(Directions for this task)
Show, in full, each line of the data that contains "arrows".

BEGIN Given records

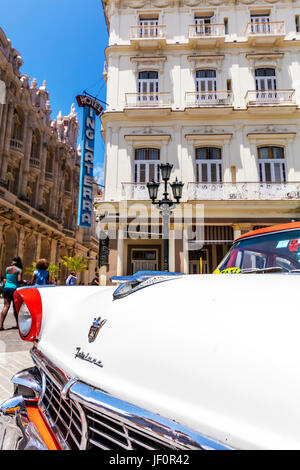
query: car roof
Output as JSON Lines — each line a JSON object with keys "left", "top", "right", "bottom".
{"left": 235, "top": 221, "right": 300, "bottom": 242}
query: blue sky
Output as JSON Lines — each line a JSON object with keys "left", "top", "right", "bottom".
{"left": 1, "top": 0, "right": 108, "bottom": 184}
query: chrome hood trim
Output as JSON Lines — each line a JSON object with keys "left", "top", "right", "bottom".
{"left": 111, "top": 271, "right": 184, "bottom": 300}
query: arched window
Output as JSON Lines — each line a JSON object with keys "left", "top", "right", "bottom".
{"left": 138, "top": 71, "right": 158, "bottom": 105}
{"left": 258, "top": 146, "right": 286, "bottom": 182}
{"left": 134, "top": 148, "right": 160, "bottom": 183}
{"left": 255, "top": 68, "right": 276, "bottom": 90}
{"left": 195, "top": 70, "right": 217, "bottom": 103}
{"left": 196, "top": 147, "right": 222, "bottom": 182}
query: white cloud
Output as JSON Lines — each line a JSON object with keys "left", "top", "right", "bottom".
{"left": 94, "top": 163, "right": 104, "bottom": 185}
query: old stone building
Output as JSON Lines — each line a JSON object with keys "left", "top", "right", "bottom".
{"left": 0, "top": 27, "right": 98, "bottom": 283}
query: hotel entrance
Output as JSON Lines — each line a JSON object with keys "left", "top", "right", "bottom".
{"left": 130, "top": 248, "right": 159, "bottom": 274}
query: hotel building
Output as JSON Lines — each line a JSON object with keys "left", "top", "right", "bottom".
{"left": 96, "top": 0, "right": 300, "bottom": 281}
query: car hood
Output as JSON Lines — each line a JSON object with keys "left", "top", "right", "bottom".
{"left": 36, "top": 274, "right": 300, "bottom": 450}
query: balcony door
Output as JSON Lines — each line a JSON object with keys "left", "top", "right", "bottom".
{"left": 196, "top": 70, "right": 217, "bottom": 103}
{"left": 195, "top": 15, "right": 216, "bottom": 35}
{"left": 134, "top": 148, "right": 160, "bottom": 184}
{"left": 258, "top": 147, "right": 286, "bottom": 182}
{"left": 250, "top": 15, "right": 270, "bottom": 34}
{"left": 196, "top": 147, "right": 222, "bottom": 183}
{"left": 139, "top": 18, "right": 158, "bottom": 38}
{"left": 138, "top": 71, "right": 158, "bottom": 105}
{"left": 255, "top": 68, "right": 277, "bottom": 102}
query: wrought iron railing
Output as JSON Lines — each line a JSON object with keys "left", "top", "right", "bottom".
{"left": 29, "top": 158, "right": 40, "bottom": 168}
{"left": 10, "top": 138, "right": 23, "bottom": 151}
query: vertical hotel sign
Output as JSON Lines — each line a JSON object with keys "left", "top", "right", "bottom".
{"left": 76, "top": 95, "right": 103, "bottom": 227}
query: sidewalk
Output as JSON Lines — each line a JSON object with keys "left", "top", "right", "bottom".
{"left": 0, "top": 299, "right": 32, "bottom": 402}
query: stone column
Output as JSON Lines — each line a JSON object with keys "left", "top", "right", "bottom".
{"left": 21, "top": 124, "right": 33, "bottom": 198}
{"left": 183, "top": 226, "right": 189, "bottom": 274}
{"left": 17, "top": 227, "right": 26, "bottom": 259}
{"left": 116, "top": 225, "right": 125, "bottom": 276}
{"left": 50, "top": 150, "right": 59, "bottom": 217}
{"left": 0, "top": 104, "right": 4, "bottom": 131}
{"left": 17, "top": 112, "right": 28, "bottom": 195}
{"left": 50, "top": 238, "right": 58, "bottom": 264}
{"left": 169, "top": 227, "right": 175, "bottom": 272}
{"left": 232, "top": 224, "right": 241, "bottom": 240}
{"left": 37, "top": 140, "right": 47, "bottom": 209}
{"left": 0, "top": 103, "right": 14, "bottom": 182}
{"left": 0, "top": 103, "right": 8, "bottom": 156}
{"left": 36, "top": 234, "right": 42, "bottom": 260}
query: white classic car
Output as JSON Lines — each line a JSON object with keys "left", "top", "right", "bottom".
{"left": 1, "top": 221, "right": 300, "bottom": 450}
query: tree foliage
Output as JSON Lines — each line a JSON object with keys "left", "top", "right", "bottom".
{"left": 60, "top": 255, "right": 88, "bottom": 273}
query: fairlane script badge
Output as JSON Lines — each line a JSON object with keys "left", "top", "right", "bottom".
{"left": 88, "top": 317, "right": 107, "bottom": 343}
{"left": 75, "top": 347, "right": 103, "bottom": 368}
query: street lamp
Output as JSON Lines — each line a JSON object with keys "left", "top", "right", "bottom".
{"left": 147, "top": 163, "right": 184, "bottom": 272}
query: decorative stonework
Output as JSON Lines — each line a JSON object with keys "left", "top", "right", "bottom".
{"left": 188, "top": 55, "right": 225, "bottom": 73}
{"left": 131, "top": 56, "right": 167, "bottom": 74}
{"left": 246, "top": 53, "right": 284, "bottom": 72}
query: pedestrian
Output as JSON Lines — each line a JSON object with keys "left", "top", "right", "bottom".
{"left": 66, "top": 271, "right": 78, "bottom": 286}
{"left": 31, "top": 258, "right": 51, "bottom": 286}
{"left": 0, "top": 256, "right": 23, "bottom": 330}
{"left": 0, "top": 276, "right": 4, "bottom": 298}
{"left": 91, "top": 273, "right": 99, "bottom": 285}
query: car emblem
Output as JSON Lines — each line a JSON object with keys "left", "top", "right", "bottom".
{"left": 88, "top": 317, "right": 107, "bottom": 343}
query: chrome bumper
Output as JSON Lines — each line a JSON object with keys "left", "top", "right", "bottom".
{"left": 0, "top": 366, "right": 48, "bottom": 450}
{"left": 0, "top": 395, "right": 48, "bottom": 450}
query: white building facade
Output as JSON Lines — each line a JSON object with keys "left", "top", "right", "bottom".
{"left": 96, "top": 0, "right": 300, "bottom": 282}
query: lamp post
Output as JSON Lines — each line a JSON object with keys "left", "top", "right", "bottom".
{"left": 147, "top": 163, "right": 184, "bottom": 272}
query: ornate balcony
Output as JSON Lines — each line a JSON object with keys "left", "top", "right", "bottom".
{"left": 245, "top": 90, "right": 296, "bottom": 111}
{"left": 188, "top": 23, "right": 225, "bottom": 47}
{"left": 187, "top": 182, "right": 300, "bottom": 201}
{"left": 121, "top": 183, "right": 163, "bottom": 201}
{"left": 185, "top": 91, "right": 233, "bottom": 113}
{"left": 130, "top": 25, "right": 166, "bottom": 48}
{"left": 29, "top": 158, "right": 40, "bottom": 169}
{"left": 245, "top": 21, "right": 285, "bottom": 45}
{"left": 45, "top": 171, "right": 53, "bottom": 181}
{"left": 64, "top": 189, "right": 72, "bottom": 199}
{"left": 125, "top": 92, "right": 171, "bottom": 109}
{"left": 10, "top": 138, "right": 23, "bottom": 152}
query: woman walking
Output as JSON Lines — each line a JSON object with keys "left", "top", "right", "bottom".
{"left": 0, "top": 257, "right": 23, "bottom": 330}
{"left": 31, "top": 259, "right": 51, "bottom": 286}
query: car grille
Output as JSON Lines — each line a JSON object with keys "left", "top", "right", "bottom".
{"left": 84, "top": 405, "right": 180, "bottom": 450}
{"left": 41, "top": 374, "right": 188, "bottom": 450}
{"left": 42, "top": 375, "right": 82, "bottom": 450}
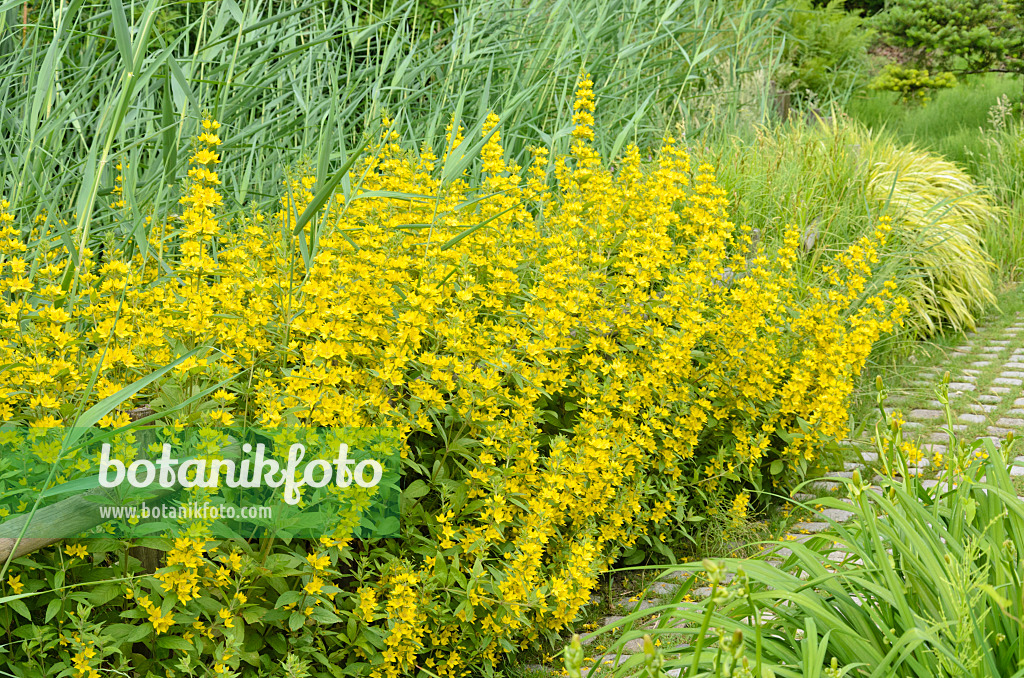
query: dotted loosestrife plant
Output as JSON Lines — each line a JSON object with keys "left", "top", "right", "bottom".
{"left": 0, "top": 73, "right": 906, "bottom": 677}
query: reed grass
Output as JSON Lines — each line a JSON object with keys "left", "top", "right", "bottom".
{"left": 1, "top": 0, "right": 789, "bottom": 283}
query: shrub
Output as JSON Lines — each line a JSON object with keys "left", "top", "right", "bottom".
{"left": 0, "top": 73, "right": 906, "bottom": 677}
{"left": 776, "top": 0, "right": 874, "bottom": 108}
{"left": 868, "top": 63, "right": 958, "bottom": 104}
{"left": 871, "top": 0, "right": 1024, "bottom": 83}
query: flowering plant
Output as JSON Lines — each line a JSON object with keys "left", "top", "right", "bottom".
{"left": 0, "top": 71, "right": 905, "bottom": 676}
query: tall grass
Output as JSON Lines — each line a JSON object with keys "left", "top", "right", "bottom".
{"left": 846, "top": 74, "right": 1020, "bottom": 167}
{"left": 693, "top": 118, "right": 1000, "bottom": 348}
{"left": 1, "top": 0, "right": 789, "bottom": 288}
{"left": 846, "top": 75, "right": 1023, "bottom": 282}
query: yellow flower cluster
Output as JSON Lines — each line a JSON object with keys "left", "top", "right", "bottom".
{"left": 0, "top": 73, "right": 906, "bottom": 675}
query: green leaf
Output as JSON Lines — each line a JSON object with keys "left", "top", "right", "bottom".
{"left": 402, "top": 480, "right": 430, "bottom": 501}
{"left": 157, "top": 636, "right": 195, "bottom": 652}
{"left": 308, "top": 606, "right": 343, "bottom": 624}
{"left": 104, "top": 623, "right": 153, "bottom": 645}
{"left": 44, "top": 598, "right": 62, "bottom": 623}
{"left": 293, "top": 136, "right": 372, "bottom": 236}
{"left": 289, "top": 610, "right": 307, "bottom": 632}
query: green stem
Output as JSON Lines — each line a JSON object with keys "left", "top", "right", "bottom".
{"left": 687, "top": 581, "right": 718, "bottom": 678}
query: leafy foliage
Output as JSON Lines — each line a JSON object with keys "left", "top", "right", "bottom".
{"left": 868, "top": 63, "right": 958, "bottom": 104}
{"left": 776, "top": 0, "right": 874, "bottom": 107}
{"left": 0, "top": 74, "right": 907, "bottom": 676}
{"left": 703, "top": 118, "right": 999, "bottom": 338}
{"left": 870, "top": 0, "right": 1024, "bottom": 99}
{"left": 577, "top": 376, "right": 1024, "bottom": 678}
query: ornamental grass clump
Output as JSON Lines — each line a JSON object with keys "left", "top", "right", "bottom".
{"left": 705, "top": 118, "right": 999, "bottom": 338}
{"left": 864, "top": 135, "right": 1000, "bottom": 335}
{"left": 0, "top": 73, "right": 906, "bottom": 677}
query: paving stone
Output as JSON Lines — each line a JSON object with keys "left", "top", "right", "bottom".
{"left": 1014, "top": 398, "right": 1024, "bottom": 407}
{"left": 984, "top": 346, "right": 1007, "bottom": 352}
{"left": 959, "top": 413, "right": 988, "bottom": 424}
{"left": 820, "top": 508, "right": 854, "bottom": 522}
{"left": 962, "top": 369, "right": 982, "bottom": 375}
{"left": 988, "top": 427, "right": 1015, "bottom": 437}
{"left": 978, "top": 394, "right": 1003, "bottom": 403}
{"left": 829, "top": 471, "right": 855, "bottom": 478}
{"left": 909, "top": 409, "right": 944, "bottom": 420}
{"left": 617, "top": 638, "right": 647, "bottom": 653}
{"left": 1008, "top": 409, "right": 1024, "bottom": 416}
{"left": 971, "top": 361, "right": 993, "bottom": 367}
{"left": 861, "top": 452, "right": 879, "bottom": 463}
{"left": 922, "top": 443, "right": 947, "bottom": 454}
{"left": 979, "top": 354, "right": 1001, "bottom": 360}
{"left": 791, "top": 492, "right": 815, "bottom": 503}
{"left": 615, "top": 598, "right": 659, "bottom": 612}
{"left": 593, "top": 655, "right": 634, "bottom": 668}
{"left": 948, "top": 382, "right": 977, "bottom": 391}
{"left": 999, "top": 371, "right": 1024, "bottom": 378}
{"left": 993, "top": 377, "right": 1024, "bottom": 386}
{"left": 996, "top": 418, "right": 1024, "bottom": 428}
{"left": 989, "top": 340, "right": 1012, "bottom": 345}
{"left": 954, "top": 345, "right": 973, "bottom": 351}
{"left": 647, "top": 581, "right": 679, "bottom": 596}
{"left": 990, "top": 387, "right": 1013, "bottom": 394}
{"left": 1012, "top": 458, "right": 1024, "bottom": 477}
{"left": 952, "top": 424, "right": 968, "bottom": 431}
{"left": 809, "top": 480, "right": 840, "bottom": 492}
{"left": 792, "top": 521, "right": 831, "bottom": 533}
{"left": 927, "top": 432, "right": 950, "bottom": 443}
{"left": 1005, "top": 363, "right": 1024, "bottom": 370}
{"left": 843, "top": 462, "right": 865, "bottom": 471}
{"left": 969, "top": 403, "right": 998, "bottom": 413}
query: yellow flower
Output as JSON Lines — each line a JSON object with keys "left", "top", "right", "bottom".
{"left": 191, "top": 148, "right": 220, "bottom": 165}
{"left": 7, "top": 575, "right": 24, "bottom": 594}
{"left": 149, "top": 607, "right": 175, "bottom": 635}
{"left": 64, "top": 543, "right": 88, "bottom": 559}
{"left": 304, "top": 576, "right": 324, "bottom": 596}
{"left": 306, "top": 552, "right": 330, "bottom": 571}
{"left": 218, "top": 607, "right": 234, "bottom": 628}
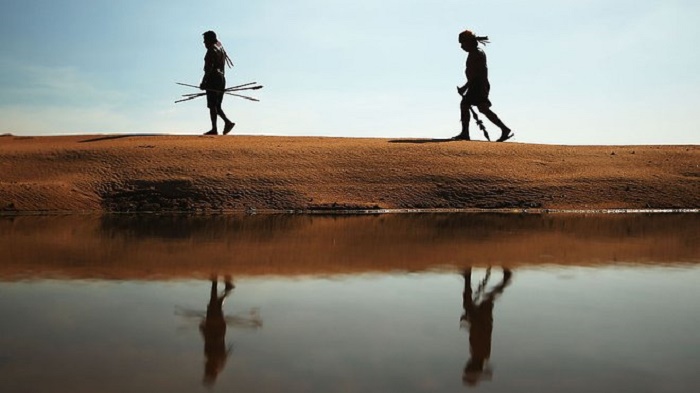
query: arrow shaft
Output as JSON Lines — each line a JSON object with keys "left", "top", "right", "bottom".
{"left": 176, "top": 82, "right": 261, "bottom": 103}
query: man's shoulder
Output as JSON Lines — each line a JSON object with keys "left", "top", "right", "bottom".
{"left": 468, "top": 48, "right": 487, "bottom": 64}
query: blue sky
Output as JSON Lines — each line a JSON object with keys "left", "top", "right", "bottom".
{"left": 0, "top": 0, "right": 698, "bottom": 144}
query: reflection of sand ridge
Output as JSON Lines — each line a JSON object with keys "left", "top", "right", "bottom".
{"left": 1, "top": 214, "right": 698, "bottom": 280}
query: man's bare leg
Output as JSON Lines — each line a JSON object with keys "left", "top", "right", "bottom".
{"left": 476, "top": 104, "right": 513, "bottom": 141}
{"left": 454, "top": 98, "right": 471, "bottom": 140}
{"left": 204, "top": 107, "right": 218, "bottom": 135}
{"left": 217, "top": 105, "right": 235, "bottom": 135}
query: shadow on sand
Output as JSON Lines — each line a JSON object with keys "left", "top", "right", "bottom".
{"left": 388, "top": 138, "right": 460, "bottom": 144}
{"left": 79, "top": 134, "right": 164, "bottom": 143}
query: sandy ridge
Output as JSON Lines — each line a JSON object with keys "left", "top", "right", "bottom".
{"left": 0, "top": 134, "right": 698, "bottom": 213}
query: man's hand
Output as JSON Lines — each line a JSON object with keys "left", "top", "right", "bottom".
{"left": 457, "top": 85, "right": 467, "bottom": 96}
{"left": 199, "top": 81, "right": 206, "bottom": 90}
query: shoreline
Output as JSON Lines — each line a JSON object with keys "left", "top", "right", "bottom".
{"left": 1, "top": 208, "right": 699, "bottom": 217}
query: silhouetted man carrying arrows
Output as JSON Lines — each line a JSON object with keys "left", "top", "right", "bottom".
{"left": 200, "top": 30, "right": 235, "bottom": 135}
{"left": 454, "top": 30, "right": 513, "bottom": 142}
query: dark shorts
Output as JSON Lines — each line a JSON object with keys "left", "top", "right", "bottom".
{"left": 206, "top": 91, "right": 224, "bottom": 109}
{"left": 205, "top": 74, "right": 226, "bottom": 109}
{"left": 461, "top": 81, "right": 491, "bottom": 107}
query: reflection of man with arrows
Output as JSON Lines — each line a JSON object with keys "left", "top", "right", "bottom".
{"left": 200, "top": 275, "right": 235, "bottom": 386}
{"left": 198, "top": 275, "right": 264, "bottom": 387}
{"left": 174, "top": 275, "right": 262, "bottom": 387}
{"left": 200, "top": 30, "right": 236, "bottom": 135}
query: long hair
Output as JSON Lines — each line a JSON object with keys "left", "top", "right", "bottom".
{"left": 203, "top": 30, "right": 234, "bottom": 68}
{"left": 475, "top": 36, "right": 490, "bottom": 45}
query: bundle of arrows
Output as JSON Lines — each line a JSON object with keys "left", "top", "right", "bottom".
{"left": 175, "top": 82, "right": 263, "bottom": 103}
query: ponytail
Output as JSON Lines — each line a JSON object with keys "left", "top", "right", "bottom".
{"left": 459, "top": 29, "right": 490, "bottom": 46}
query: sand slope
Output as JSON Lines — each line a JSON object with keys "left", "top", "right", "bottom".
{"left": 0, "top": 134, "right": 698, "bottom": 212}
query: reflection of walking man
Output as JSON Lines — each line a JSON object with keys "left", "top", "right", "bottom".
{"left": 461, "top": 267, "right": 512, "bottom": 386}
{"left": 200, "top": 275, "right": 234, "bottom": 387}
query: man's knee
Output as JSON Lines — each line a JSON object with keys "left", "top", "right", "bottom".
{"left": 476, "top": 104, "right": 492, "bottom": 114}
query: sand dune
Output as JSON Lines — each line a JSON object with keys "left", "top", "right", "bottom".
{"left": 0, "top": 134, "right": 698, "bottom": 212}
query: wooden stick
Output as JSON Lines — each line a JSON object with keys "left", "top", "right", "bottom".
{"left": 226, "top": 82, "right": 258, "bottom": 90}
{"left": 175, "top": 82, "right": 261, "bottom": 103}
{"left": 177, "top": 82, "right": 259, "bottom": 91}
{"left": 225, "top": 92, "right": 259, "bottom": 102}
{"left": 469, "top": 107, "right": 491, "bottom": 141}
{"left": 179, "top": 83, "right": 233, "bottom": 96}
{"left": 177, "top": 82, "right": 262, "bottom": 94}
{"left": 174, "top": 95, "right": 203, "bottom": 103}
{"left": 176, "top": 92, "right": 259, "bottom": 103}
{"left": 226, "top": 85, "right": 263, "bottom": 92}
{"left": 176, "top": 82, "right": 204, "bottom": 90}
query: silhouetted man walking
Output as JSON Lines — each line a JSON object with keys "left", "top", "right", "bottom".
{"left": 454, "top": 30, "right": 513, "bottom": 142}
{"left": 200, "top": 30, "right": 235, "bottom": 135}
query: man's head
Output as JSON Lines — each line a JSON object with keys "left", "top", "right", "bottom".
{"left": 203, "top": 30, "right": 218, "bottom": 47}
{"left": 459, "top": 30, "right": 489, "bottom": 52}
{"left": 459, "top": 30, "right": 477, "bottom": 52}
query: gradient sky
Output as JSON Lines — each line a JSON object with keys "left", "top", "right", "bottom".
{"left": 0, "top": 0, "right": 698, "bottom": 145}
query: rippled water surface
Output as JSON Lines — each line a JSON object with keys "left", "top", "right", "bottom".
{"left": 1, "top": 214, "right": 699, "bottom": 392}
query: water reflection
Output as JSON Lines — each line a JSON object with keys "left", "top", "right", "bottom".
{"left": 201, "top": 275, "right": 234, "bottom": 386}
{"left": 1, "top": 267, "right": 699, "bottom": 392}
{"left": 175, "top": 276, "right": 262, "bottom": 387}
{"left": 1, "top": 214, "right": 699, "bottom": 392}
{"left": 461, "top": 267, "right": 512, "bottom": 386}
{"left": 1, "top": 213, "right": 697, "bottom": 280}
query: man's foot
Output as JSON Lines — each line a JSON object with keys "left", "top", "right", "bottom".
{"left": 451, "top": 133, "right": 470, "bottom": 141}
{"left": 503, "top": 269, "right": 513, "bottom": 282}
{"left": 223, "top": 122, "right": 236, "bottom": 135}
{"left": 496, "top": 130, "right": 514, "bottom": 142}
{"left": 204, "top": 129, "right": 218, "bottom": 135}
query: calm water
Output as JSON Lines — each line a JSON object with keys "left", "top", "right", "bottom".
{"left": 1, "top": 214, "right": 699, "bottom": 393}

END Given records

(Task answer)
query: silhouetted man carrying arrows
query: reflection of man with arrows
query: bundle of arrows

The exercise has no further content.